What the exercise asks: How many lines in the entries below include the word "brick"? Respond with the number only.

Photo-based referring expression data
┏━━
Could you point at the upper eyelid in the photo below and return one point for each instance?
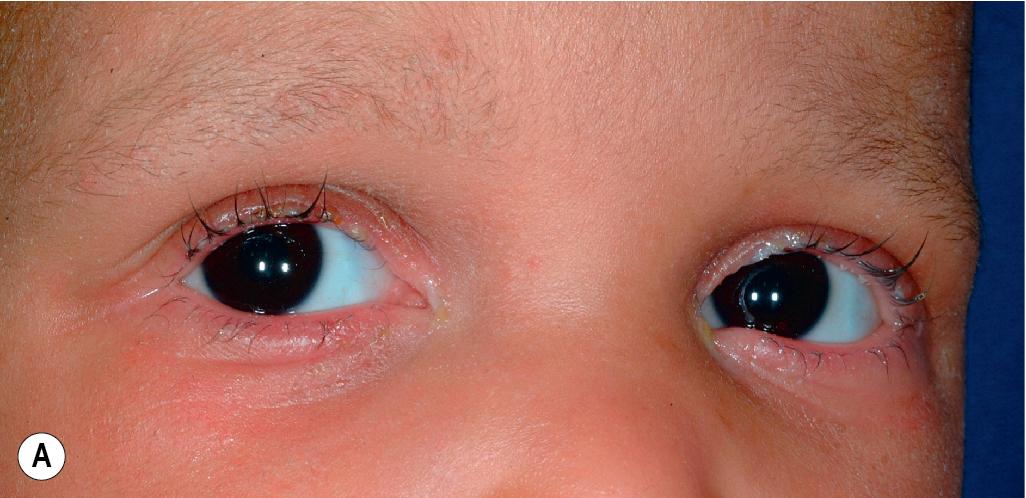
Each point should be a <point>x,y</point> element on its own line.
<point>871,259</point>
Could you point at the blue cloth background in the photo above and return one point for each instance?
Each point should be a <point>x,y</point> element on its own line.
<point>994,340</point>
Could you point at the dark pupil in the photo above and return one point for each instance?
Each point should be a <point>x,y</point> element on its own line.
<point>783,295</point>
<point>267,269</point>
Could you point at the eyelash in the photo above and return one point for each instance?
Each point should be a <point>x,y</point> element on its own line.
<point>267,216</point>
<point>809,358</point>
<point>888,277</point>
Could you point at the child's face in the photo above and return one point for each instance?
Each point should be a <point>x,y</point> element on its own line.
<point>551,194</point>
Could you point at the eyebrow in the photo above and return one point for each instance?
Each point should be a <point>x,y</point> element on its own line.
<point>442,92</point>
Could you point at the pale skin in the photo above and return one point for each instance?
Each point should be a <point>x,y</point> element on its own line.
<point>569,173</point>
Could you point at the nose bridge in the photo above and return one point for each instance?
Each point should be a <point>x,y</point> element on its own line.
<point>618,406</point>
<point>586,330</point>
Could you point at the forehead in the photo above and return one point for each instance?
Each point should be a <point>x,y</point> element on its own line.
<point>743,87</point>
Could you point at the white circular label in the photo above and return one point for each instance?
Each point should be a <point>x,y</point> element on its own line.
<point>41,456</point>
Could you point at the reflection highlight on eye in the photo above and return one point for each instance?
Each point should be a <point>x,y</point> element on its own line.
<point>290,268</point>
<point>794,295</point>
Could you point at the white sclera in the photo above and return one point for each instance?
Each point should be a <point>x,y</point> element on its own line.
<point>350,274</point>
<point>850,314</point>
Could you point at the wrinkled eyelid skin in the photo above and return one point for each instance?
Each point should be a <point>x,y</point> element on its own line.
<point>352,343</point>
<point>860,382</point>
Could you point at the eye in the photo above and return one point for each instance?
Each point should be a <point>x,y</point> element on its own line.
<point>794,295</point>
<point>290,268</point>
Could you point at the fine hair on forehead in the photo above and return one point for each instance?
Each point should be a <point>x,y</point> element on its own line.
<point>370,69</point>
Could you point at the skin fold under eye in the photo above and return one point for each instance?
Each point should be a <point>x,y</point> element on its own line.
<point>823,314</point>
<point>291,273</point>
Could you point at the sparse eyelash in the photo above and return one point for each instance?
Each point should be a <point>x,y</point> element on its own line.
<point>886,276</point>
<point>267,214</point>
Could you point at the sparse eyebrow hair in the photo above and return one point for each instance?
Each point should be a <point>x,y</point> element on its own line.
<point>364,79</point>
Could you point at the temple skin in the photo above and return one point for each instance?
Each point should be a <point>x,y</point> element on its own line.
<point>570,170</point>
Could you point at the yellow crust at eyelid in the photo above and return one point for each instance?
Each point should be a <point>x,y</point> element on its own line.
<point>705,334</point>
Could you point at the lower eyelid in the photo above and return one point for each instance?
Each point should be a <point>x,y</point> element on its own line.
<point>181,321</point>
<point>839,379</point>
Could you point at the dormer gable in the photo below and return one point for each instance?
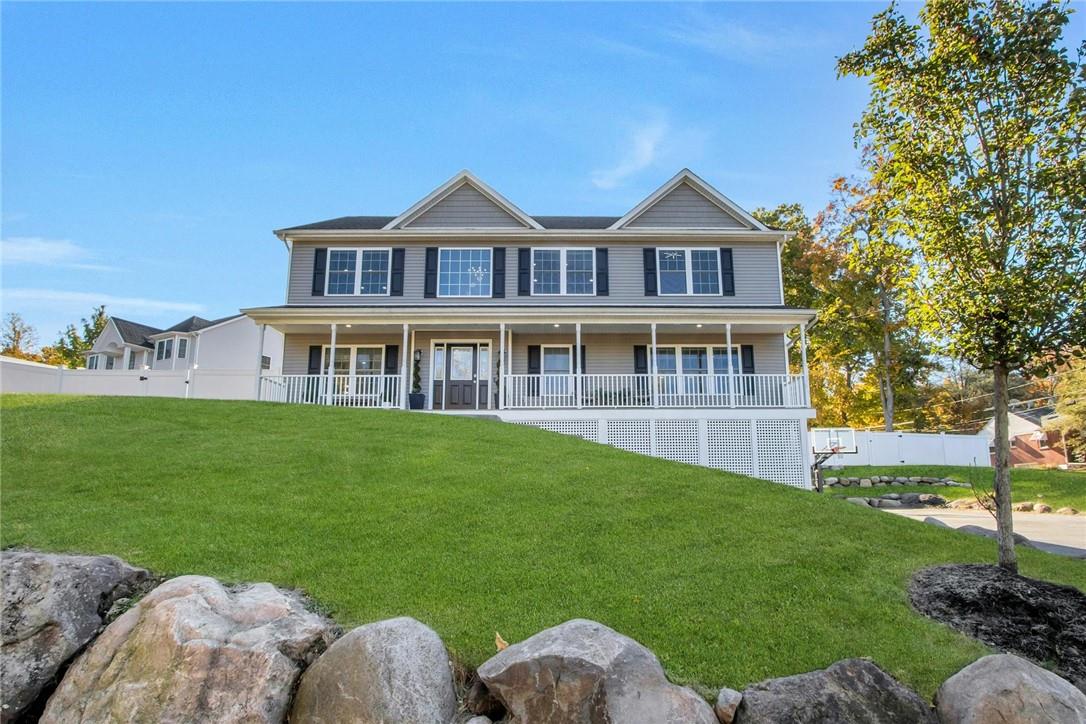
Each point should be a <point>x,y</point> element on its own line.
<point>464,202</point>
<point>686,201</point>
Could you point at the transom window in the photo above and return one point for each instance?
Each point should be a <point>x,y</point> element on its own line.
<point>358,271</point>
<point>354,359</point>
<point>464,272</point>
<point>564,271</point>
<point>689,270</point>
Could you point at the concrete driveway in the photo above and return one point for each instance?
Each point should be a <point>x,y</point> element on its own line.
<point>1064,535</point>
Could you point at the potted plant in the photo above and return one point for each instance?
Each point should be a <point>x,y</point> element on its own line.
<point>416,398</point>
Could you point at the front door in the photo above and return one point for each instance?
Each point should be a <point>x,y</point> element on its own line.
<point>462,372</point>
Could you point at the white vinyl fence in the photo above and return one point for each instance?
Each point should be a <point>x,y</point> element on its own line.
<point>887,448</point>
<point>22,376</point>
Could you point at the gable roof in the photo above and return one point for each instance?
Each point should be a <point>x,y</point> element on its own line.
<point>133,332</point>
<point>375,223</point>
<point>691,179</point>
<point>196,325</point>
<point>453,185</point>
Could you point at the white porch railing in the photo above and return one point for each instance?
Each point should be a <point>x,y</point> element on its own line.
<point>622,391</point>
<point>560,391</point>
<point>346,390</point>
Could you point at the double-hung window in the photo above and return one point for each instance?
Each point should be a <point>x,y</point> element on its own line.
<point>358,271</point>
<point>564,271</point>
<point>464,271</point>
<point>689,270</point>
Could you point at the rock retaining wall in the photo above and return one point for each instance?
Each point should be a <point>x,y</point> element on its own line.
<point>194,650</point>
<point>879,481</point>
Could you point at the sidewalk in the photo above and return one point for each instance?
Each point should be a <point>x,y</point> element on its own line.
<point>1064,535</point>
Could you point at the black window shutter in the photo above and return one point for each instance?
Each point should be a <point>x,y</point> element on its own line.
<point>727,274</point>
<point>497,283</point>
<point>603,278</point>
<point>533,358</point>
<point>640,359</point>
<point>319,266</point>
<point>746,357</point>
<point>391,358</point>
<point>431,272</point>
<point>315,358</point>
<point>523,272</point>
<point>396,282</point>
<point>649,271</point>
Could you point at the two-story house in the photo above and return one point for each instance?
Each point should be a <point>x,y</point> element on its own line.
<point>663,331</point>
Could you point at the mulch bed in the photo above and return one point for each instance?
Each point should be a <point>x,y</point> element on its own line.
<point>1040,621</point>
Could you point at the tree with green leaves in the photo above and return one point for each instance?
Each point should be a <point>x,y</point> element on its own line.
<point>73,344</point>
<point>977,116</point>
<point>17,339</point>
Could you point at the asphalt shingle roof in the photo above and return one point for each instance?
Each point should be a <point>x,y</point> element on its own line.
<point>370,223</point>
<point>134,332</point>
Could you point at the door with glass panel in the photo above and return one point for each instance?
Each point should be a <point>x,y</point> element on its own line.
<point>557,368</point>
<point>461,376</point>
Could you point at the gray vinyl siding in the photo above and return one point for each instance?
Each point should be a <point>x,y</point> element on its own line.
<point>684,207</point>
<point>604,353</point>
<point>465,208</point>
<point>757,281</point>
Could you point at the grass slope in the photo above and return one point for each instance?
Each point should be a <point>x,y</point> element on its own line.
<point>475,526</point>
<point>1056,487</point>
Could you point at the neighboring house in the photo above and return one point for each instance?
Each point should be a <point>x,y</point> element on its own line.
<point>214,344</point>
<point>661,331</point>
<point>1031,444</point>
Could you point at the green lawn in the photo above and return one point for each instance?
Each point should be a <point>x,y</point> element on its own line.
<point>1056,487</point>
<point>476,526</point>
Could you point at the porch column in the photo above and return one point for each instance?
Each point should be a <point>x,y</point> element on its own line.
<point>403,370</point>
<point>652,367</point>
<point>578,382</point>
<point>803,356</point>
<point>260,358</point>
<point>331,368</point>
<point>501,363</point>
<point>731,372</point>
<point>411,362</point>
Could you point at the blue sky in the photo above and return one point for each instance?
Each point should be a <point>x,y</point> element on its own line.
<point>149,150</point>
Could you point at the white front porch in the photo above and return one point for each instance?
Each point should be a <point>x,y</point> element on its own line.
<point>532,366</point>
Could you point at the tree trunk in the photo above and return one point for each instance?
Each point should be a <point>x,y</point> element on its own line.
<point>1005,524</point>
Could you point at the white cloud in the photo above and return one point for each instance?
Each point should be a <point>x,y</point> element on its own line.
<point>60,299</point>
<point>642,151</point>
<point>49,252</point>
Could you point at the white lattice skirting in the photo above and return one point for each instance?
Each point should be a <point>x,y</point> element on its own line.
<point>768,448</point>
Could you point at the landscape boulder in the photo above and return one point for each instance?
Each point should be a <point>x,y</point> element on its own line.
<point>52,607</point>
<point>582,671</point>
<point>728,701</point>
<point>853,690</point>
<point>193,650</point>
<point>390,671</point>
<point>1009,689</point>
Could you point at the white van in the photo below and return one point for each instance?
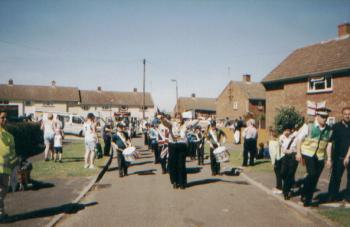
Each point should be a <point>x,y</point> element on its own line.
<point>71,123</point>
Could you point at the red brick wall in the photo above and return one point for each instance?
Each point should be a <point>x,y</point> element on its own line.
<point>295,94</point>
<point>224,104</point>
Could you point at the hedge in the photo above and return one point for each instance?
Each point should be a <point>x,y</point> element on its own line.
<point>28,138</point>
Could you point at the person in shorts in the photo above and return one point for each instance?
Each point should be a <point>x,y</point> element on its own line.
<point>58,144</point>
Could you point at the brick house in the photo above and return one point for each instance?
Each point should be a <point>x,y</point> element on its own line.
<point>200,107</point>
<point>241,98</point>
<point>315,73</point>
<point>28,99</point>
<point>106,103</point>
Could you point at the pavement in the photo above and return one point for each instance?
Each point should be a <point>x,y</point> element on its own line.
<point>146,198</point>
<point>39,204</point>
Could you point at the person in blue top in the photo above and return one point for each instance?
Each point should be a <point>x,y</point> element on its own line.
<point>120,141</point>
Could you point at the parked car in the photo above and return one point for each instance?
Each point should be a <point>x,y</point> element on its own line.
<point>71,123</point>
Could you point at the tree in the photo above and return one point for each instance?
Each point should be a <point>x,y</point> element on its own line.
<point>287,117</point>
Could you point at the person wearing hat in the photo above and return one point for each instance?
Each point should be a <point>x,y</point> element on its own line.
<point>120,141</point>
<point>341,140</point>
<point>177,150</point>
<point>8,161</point>
<point>214,137</point>
<point>314,146</point>
<point>154,137</point>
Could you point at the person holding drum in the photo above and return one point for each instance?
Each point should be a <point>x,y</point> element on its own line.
<point>163,141</point>
<point>214,137</point>
<point>177,151</point>
<point>121,141</point>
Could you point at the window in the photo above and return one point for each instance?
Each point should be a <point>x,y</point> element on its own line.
<point>235,105</point>
<point>47,103</point>
<point>106,107</point>
<point>4,102</point>
<point>28,103</point>
<point>77,120</point>
<point>320,84</point>
<point>331,121</point>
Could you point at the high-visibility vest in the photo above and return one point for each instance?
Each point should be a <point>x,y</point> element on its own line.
<point>8,157</point>
<point>316,141</point>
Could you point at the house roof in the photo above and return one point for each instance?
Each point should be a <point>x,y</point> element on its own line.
<point>197,103</point>
<point>130,99</point>
<point>39,93</point>
<point>319,58</point>
<point>254,90</point>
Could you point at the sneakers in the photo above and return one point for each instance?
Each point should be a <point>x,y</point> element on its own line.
<point>3,217</point>
<point>276,191</point>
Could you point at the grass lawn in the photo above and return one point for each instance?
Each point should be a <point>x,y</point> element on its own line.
<point>339,215</point>
<point>73,163</point>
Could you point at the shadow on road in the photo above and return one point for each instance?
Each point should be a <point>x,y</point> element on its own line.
<point>73,159</point>
<point>140,163</point>
<point>144,172</point>
<point>214,180</point>
<point>193,170</point>
<point>69,208</point>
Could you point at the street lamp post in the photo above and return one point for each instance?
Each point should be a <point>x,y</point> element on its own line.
┗━━
The completed task: 2